Task requirements:
Would you transcribe word for word every line from the one containing "Mark the dark red" to the end of the data, both ends included, and leave out the rest?

Data:
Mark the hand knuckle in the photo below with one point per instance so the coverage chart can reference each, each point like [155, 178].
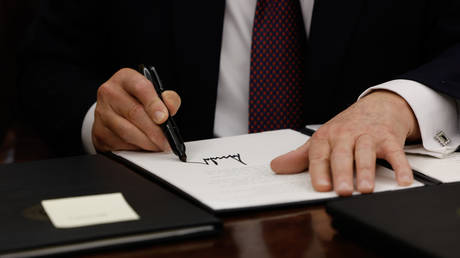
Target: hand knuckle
[134, 112]
[104, 90]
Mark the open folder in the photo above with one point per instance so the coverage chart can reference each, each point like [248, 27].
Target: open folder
[88, 202]
[233, 173]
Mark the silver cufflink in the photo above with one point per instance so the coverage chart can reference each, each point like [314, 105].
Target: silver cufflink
[442, 138]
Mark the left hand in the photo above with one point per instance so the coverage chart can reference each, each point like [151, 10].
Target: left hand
[377, 126]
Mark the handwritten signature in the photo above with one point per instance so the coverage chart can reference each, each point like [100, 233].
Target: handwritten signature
[213, 160]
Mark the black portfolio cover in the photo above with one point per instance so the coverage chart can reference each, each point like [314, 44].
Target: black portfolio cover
[419, 222]
[27, 231]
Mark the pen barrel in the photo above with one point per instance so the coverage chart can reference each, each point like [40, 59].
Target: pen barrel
[174, 137]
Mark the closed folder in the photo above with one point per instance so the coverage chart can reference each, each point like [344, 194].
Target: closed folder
[419, 222]
[26, 228]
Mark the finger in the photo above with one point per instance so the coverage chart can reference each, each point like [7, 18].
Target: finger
[142, 89]
[128, 132]
[319, 167]
[129, 108]
[365, 159]
[342, 165]
[394, 154]
[106, 140]
[172, 101]
[295, 161]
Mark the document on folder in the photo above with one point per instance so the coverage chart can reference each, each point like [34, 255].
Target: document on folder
[446, 170]
[233, 173]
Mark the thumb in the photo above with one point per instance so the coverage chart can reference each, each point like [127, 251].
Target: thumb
[295, 161]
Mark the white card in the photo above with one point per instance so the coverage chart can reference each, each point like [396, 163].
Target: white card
[88, 210]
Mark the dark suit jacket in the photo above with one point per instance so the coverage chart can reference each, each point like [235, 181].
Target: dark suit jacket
[77, 45]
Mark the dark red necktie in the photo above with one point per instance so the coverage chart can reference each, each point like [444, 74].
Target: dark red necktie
[277, 66]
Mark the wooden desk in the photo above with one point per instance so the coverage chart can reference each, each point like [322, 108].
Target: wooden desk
[294, 232]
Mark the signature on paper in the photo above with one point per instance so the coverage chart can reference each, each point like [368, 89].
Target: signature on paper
[214, 160]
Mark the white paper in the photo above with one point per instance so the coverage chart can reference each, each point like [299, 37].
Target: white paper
[88, 210]
[234, 172]
[445, 170]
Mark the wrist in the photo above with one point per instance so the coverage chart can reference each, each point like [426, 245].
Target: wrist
[402, 111]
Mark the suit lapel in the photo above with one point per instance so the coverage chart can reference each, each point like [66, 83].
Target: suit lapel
[197, 37]
[332, 28]
[197, 27]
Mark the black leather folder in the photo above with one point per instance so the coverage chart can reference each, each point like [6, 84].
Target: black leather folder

Reply to the exercise:
Mark the dark red necktie in the photo above with one point per instance so the coverage chart can reference each, each point like [444, 74].
Target: dark red necktie
[277, 66]
Mark the wooden desk in the photo above with one point per instance so the coverage chart can reference each, each point like [322, 108].
Target: wooden desk
[294, 232]
Mark the signature on paper in the photo above with one point per instance so the coverage chart can reference each, each point like [368, 89].
Target: signature on paper
[214, 160]
Mark the white paper in the photo above with one point per instance so the coverage chart can reference each, each point like [299, 37].
Target: white paper
[88, 210]
[234, 172]
[445, 170]
Mark the wrist in the photo above with one point per instance so the coverage chart can reference each, each point like [426, 245].
Target: wrist
[402, 111]
Mark the suit lapel in the photo above with one point per instance so the coverage chart can reference each, each point like [66, 83].
Target: suit lapel
[197, 37]
[332, 28]
[197, 27]
Mark the black leather folder in the photo above with one point per instance so the coverage chart can reference each, each point like [6, 84].
Target: black leather folder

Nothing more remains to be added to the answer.